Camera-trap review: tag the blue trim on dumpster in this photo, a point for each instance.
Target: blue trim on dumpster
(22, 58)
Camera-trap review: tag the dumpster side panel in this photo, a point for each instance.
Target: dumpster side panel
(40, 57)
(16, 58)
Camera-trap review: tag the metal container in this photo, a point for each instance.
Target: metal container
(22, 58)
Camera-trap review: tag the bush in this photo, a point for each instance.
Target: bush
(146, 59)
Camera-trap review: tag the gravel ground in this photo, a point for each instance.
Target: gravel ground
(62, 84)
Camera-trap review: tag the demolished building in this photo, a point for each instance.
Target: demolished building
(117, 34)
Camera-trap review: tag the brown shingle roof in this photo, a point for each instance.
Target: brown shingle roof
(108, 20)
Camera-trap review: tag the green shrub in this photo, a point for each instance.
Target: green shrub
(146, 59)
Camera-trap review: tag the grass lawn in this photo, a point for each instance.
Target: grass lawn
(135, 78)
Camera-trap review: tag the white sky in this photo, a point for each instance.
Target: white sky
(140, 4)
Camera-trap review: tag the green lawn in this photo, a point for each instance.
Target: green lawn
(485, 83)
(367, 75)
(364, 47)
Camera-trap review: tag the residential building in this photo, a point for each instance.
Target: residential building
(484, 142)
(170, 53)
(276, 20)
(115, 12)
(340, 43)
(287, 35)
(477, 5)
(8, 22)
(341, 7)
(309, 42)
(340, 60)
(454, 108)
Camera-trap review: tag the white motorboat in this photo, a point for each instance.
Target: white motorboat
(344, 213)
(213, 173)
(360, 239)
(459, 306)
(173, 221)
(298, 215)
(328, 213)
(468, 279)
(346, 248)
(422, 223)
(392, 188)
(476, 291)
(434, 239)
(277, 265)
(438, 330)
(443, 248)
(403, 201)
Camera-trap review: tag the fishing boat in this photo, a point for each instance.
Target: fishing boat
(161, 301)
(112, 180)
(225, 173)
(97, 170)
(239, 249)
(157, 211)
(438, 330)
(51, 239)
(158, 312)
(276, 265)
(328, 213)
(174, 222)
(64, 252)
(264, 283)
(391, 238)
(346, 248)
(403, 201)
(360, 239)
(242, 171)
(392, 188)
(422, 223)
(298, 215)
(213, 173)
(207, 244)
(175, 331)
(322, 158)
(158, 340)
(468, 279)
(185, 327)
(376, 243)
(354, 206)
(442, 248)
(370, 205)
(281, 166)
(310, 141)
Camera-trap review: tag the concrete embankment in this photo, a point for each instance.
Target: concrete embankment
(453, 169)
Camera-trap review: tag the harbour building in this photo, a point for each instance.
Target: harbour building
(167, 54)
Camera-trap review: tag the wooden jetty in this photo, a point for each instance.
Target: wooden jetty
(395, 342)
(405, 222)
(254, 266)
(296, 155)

....................

**ACTIVITY**
Using the same words as the original, repeat the records above.

**WRITTEN RESPONSE**
Camera-trap review: tag the blue trim on dumpster in this photo, a point for each instance.
Target: blue trim on dumpster
(22, 58)
Camera-trap review: tag the dumpster side panel in this photo, a point for each instance.
Target: dumpster side panel
(40, 57)
(16, 58)
Camera-trap review: tag the metal container in this photo, a point for each instance.
Target: metal container
(22, 58)
Camera-trap review: tag the bush in this photo, a point for each instance.
Target: bush
(146, 59)
Camera-trap review: tag the gravel ground in this photo, a point for each instance.
Target: gravel ground
(62, 84)
Camera-trap review: tag the demolished building in this photo, a point for each instance.
Target: demolished building
(117, 34)
Camera-trap review: tag the brown shingle roof in this photo, a point for each instance.
Target: brown shingle roof
(108, 20)
Camera-trap review: tag the green shrub in this photo, a point for each instance.
Target: green shrub
(146, 59)
Camera-trap review: tag the grass lawn in this photo, a point for each instance.
Target: grass lawn
(135, 78)
Camera-trap review: tag the white sky in this photo, a point for each instance.
Target: white sky
(140, 4)
Camera-trap review: tag the green lawn in this photo, a point for each instance.
Target: green lawn
(485, 83)
(367, 75)
(364, 47)
Camera-trap review: tag the residential building in this photo, a point for each instance.
Target: residential building
(484, 142)
(170, 53)
(276, 20)
(115, 12)
(340, 43)
(287, 35)
(477, 5)
(8, 22)
(341, 7)
(309, 42)
(340, 60)
(454, 108)
Camera-trap review: tag the white motorboat in this photo, a point for each instance.
Target: white motorboat
(344, 213)
(213, 173)
(360, 239)
(459, 306)
(173, 221)
(298, 215)
(328, 213)
(468, 279)
(346, 248)
(422, 223)
(392, 188)
(476, 291)
(434, 239)
(277, 265)
(438, 330)
(443, 248)
(403, 201)
Camera-trap review: tag the fishing boat in this photo, a point for each instance.
Target: fishing boat
(161, 301)
(112, 180)
(225, 173)
(97, 170)
(239, 249)
(157, 211)
(438, 330)
(51, 239)
(158, 312)
(276, 265)
(328, 213)
(174, 222)
(64, 252)
(264, 283)
(391, 238)
(346, 248)
(403, 201)
(360, 239)
(242, 171)
(392, 188)
(422, 223)
(298, 215)
(213, 173)
(207, 244)
(175, 331)
(322, 158)
(158, 340)
(468, 279)
(185, 327)
(376, 243)
(354, 206)
(442, 248)
(370, 205)
(281, 166)
(310, 141)
Camera-trap review: tag the concrete embankment in this photo, a point for each instance.
Target: concrete embankment
(453, 169)
Camera-trap review: tag the harbour building in this photo, a point for each instance.
Target: harbour building
(167, 54)
Camera-trap review: tag the wooden jetty in this photo, a point for each instance.
Target: wooden jetty
(395, 342)
(405, 222)
(254, 266)
(296, 155)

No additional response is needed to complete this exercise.